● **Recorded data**
◇ ◇ ◇ ◇ ◇ ◇ ◇
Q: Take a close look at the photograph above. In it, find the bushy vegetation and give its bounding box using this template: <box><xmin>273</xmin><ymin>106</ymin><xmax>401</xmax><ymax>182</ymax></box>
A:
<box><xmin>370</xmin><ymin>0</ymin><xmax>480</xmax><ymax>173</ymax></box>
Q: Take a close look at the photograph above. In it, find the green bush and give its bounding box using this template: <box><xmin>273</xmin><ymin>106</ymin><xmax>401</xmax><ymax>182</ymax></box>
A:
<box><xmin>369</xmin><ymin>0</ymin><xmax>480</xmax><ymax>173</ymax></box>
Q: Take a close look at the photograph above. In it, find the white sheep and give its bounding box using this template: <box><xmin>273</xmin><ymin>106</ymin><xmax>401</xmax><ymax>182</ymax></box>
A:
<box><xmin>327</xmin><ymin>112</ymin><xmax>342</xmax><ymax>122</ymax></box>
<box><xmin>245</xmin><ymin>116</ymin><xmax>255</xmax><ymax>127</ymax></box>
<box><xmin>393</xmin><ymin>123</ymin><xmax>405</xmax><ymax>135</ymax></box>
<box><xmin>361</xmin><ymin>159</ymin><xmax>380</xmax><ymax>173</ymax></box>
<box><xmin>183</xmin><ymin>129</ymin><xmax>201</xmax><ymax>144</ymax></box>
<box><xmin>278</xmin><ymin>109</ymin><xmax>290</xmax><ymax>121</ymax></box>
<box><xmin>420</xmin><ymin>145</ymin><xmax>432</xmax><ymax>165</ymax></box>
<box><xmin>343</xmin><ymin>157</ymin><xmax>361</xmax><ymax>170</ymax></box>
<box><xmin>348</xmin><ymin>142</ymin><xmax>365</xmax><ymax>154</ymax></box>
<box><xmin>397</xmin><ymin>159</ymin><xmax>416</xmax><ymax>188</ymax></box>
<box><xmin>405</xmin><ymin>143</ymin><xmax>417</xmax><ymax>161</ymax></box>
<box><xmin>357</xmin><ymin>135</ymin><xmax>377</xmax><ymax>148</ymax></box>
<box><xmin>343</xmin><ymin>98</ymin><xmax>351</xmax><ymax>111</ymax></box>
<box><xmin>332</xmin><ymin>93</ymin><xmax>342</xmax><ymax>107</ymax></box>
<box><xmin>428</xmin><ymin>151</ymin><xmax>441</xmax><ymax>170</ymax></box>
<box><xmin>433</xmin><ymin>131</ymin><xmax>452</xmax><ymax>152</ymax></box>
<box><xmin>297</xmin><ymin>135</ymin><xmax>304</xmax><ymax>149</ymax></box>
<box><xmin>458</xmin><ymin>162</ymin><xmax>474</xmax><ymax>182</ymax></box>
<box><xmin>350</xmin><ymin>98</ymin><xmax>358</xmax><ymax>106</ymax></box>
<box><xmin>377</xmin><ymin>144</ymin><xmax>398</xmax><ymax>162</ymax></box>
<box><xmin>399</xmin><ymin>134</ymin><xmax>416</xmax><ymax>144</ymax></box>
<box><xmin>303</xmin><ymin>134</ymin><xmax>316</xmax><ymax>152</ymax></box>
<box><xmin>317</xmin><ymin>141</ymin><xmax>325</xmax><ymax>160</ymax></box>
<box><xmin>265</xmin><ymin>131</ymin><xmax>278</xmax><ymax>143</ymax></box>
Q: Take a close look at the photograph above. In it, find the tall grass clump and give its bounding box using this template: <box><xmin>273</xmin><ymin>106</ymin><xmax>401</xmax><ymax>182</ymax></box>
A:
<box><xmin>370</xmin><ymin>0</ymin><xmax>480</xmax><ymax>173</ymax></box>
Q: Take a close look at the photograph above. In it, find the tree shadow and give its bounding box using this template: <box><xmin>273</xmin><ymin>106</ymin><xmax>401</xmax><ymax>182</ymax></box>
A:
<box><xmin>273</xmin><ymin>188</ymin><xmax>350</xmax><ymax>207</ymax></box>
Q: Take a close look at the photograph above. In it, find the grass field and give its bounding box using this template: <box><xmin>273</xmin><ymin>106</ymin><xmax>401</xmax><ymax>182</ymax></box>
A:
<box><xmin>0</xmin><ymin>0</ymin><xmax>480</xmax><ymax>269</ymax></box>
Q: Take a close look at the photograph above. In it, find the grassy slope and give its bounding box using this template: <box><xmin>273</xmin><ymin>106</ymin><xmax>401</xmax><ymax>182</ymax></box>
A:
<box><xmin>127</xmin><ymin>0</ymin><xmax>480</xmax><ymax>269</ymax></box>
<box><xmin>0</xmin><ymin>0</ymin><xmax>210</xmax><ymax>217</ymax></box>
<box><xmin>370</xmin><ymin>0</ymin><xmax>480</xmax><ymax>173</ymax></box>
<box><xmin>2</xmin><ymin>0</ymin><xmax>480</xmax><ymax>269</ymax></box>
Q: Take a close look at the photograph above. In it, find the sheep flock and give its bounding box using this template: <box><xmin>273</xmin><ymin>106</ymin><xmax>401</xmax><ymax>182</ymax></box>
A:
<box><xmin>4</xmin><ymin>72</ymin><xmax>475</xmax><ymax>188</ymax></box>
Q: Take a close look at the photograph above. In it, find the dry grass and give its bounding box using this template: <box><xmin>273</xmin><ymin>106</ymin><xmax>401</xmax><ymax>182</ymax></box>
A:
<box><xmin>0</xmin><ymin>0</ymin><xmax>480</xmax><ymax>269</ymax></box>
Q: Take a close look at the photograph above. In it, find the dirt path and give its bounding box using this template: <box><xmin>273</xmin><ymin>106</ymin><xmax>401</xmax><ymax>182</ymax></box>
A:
◇ ◇ ◇ ◇ ◇ ◇ ◇
● **Problem details**
Recast every line of the items above as a JSON list of strings, with one string per line and any blank lines left out.

● **Solution**
[
  "Q: Take a close look at the photograph above. In it, find the bushy vegetation and give its bounding box using this template: <box><xmin>273</xmin><ymin>106</ymin><xmax>401</xmax><ymax>182</ymax></box>",
  "A:",
  "<box><xmin>370</xmin><ymin>0</ymin><xmax>480</xmax><ymax>173</ymax></box>",
  "Q: Take a close look at the photograph above. In it, find the green bush and give its bounding box using this template: <box><xmin>273</xmin><ymin>106</ymin><xmax>401</xmax><ymax>182</ymax></box>",
  "A:",
  "<box><xmin>369</xmin><ymin>0</ymin><xmax>480</xmax><ymax>173</ymax></box>",
  "Q: Take a close look at the photograph above. In it, find the white sheep and give its bounding box using this template: <box><xmin>273</xmin><ymin>106</ymin><xmax>401</xmax><ymax>182</ymax></box>",
  "A:",
  "<box><xmin>327</xmin><ymin>112</ymin><xmax>342</xmax><ymax>122</ymax></box>",
  "<box><xmin>245</xmin><ymin>116</ymin><xmax>255</xmax><ymax>127</ymax></box>",
  "<box><xmin>393</xmin><ymin>123</ymin><xmax>405</xmax><ymax>135</ymax></box>",
  "<box><xmin>361</xmin><ymin>159</ymin><xmax>380</xmax><ymax>173</ymax></box>",
  "<box><xmin>183</xmin><ymin>129</ymin><xmax>201</xmax><ymax>144</ymax></box>",
  "<box><xmin>278</xmin><ymin>109</ymin><xmax>290</xmax><ymax>121</ymax></box>",
  "<box><xmin>420</xmin><ymin>145</ymin><xmax>432</xmax><ymax>165</ymax></box>",
  "<box><xmin>343</xmin><ymin>157</ymin><xmax>361</xmax><ymax>170</ymax></box>",
  "<box><xmin>348</xmin><ymin>142</ymin><xmax>365</xmax><ymax>154</ymax></box>",
  "<box><xmin>397</xmin><ymin>159</ymin><xmax>416</xmax><ymax>188</ymax></box>",
  "<box><xmin>405</xmin><ymin>143</ymin><xmax>417</xmax><ymax>161</ymax></box>",
  "<box><xmin>357</xmin><ymin>135</ymin><xmax>377</xmax><ymax>148</ymax></box>",
  "<box><xmin>343</xmin><ymin>98</ymin><xmax>351</xmax><ymax>111</ymax></box>",
  "<box><xmin>332</xmin><ymin>93</ymin><xmax>342</xmax><ymax>107</ymax></box>",
  "<box><xmin>428</xmin><ymin>151</ymin><xmax>441</xmax><ymax>170</ymax></box>",
  "<box><xmin>433</xmin><ymin>131</ymin><xmax>452</xmax><ymax>152</ymax></box>",
  "<box><xmin>297</xmin><ymin>135</ymin><xmax>304</xmax><ymax>149</ymax></box>",
  "<box><xmin>458</xmin><ymin>162</ymin><xmax>474</xmax><ymax>182</ymax></box>",
  "<box><xmin>350</xmin><ymin>98</ymin><xmax>358</xmax><ymax>106</ymax></box>",
  "<box><xmin>377</xmin><ymin>144</ymin><xmax>398</xmax><ymax>162</ymax></box>",
  "<box><xmin>399</xmin><ymin>134</ymin><xmax>416</xmax><ymax>144</ymax></box>",
  "<box><xmin>303</xmin><ymin>134</ymin><xmax>316</xmax><ymax>152</ymax></box>",
  "<box><xmin>317</xmin><ymin>141</ymin><xmax>325</xmax><ymax>160</ymax></box>",
  "<box><xmin>265</xmin><ymin>131</ymin><xmax>278</xmax><ymax>143</ymax></box>",
  "Q: Take a close look at the photograph above. In it, find the tall grass clump and give its bounding box using this template: <box><xmin>273</xmin><ymin>106</ymin><xmax>401</xmax><ymax>182</ymax></box>",
  "A:",
  "<box><xmin>370</xmin><ymin>0</ymin><xmax>480</xmax><ymax>173</ymax></box>",
  "Q: Take a close look at the photograph above. In it, find the tree shadow and give its bounding box using this template: <box><xmin>273</xmin><ymin>106</ymin><xmax>401</xmax><ymax>182</ymax></box>",
  "A:",
  "<box><xmin>273</xmin><ymin>188</ymin><xmax>350</xmax><ymax>207</ymax></box>",
  "Q: Take a close look at the photograph above. In it, find the grass field and give its bounding box using this template: <box><xmin>273</xmin><ymin>106</ymin><xmax>401</xmax><ymax>182</ymax></box>",
  "A:",
  "<box><xmin>0</xmin><ymin>0</ymin><xmax>480</xmax><ymax>269</ymax></box>",
  "Q: Take a close look at the photograph above. In it, find the grassy slope and give its bounding box using this template: <box><xmin>273</xmin><ymin>106</ymin><xmax>401</xmax><ymax>182</ymax></box>",
  "A:",
  "<box><xmin>127</xmin><ymin>0</ymin><xmax>480</xmax><ymax>269</ymax></box>",
  "<box><xmin>0</xmin><ymin>0</ymin><xmax>210</xmax><ymax>217</ymax></box>",
  "<box><xmin>370</xmin><ymin>0</ymin><xmax>480</xmax><ymax>173</ymax></box>",
  "<box><xmin>2</xmin><ymin>0</ymin><xmax>480</xmax><ymax>269</ymax></box>",
  "Q: Take a close look at the photograph above. In it, find the sheep flock and give its bounding box using this template: <box><xmin>273</xmin><ymin>106</ymin><xmax>401</xmax><ymax>182</ymax></box>",
  "A:",
  "<box><xmin>4</xmin><ymin>72</ymin><xmax>475</xmax><ymax>188</ymax></box>",
  "Q: Take a close look at the photograph above. In it, find the dry grass and give its bounding box using this template: <box><xmin>273</xmin><ymin>106</ymin><xmax>401</xmax><ymax>182</ymax></box>",
  "A:",
  "<box><xmin>0</xmin><ymin>0</ymin><xmax>480</xmax><ymax>269</ymax></box>",
  "Q: Take a close look at the photograph above. In it, find the dirt path and give its bounding box using this template: <box><xmin>273</xmin><ymin>106</ymin><xmax>401</xmax><ymax>182</ymax></box>",
  "A:"
]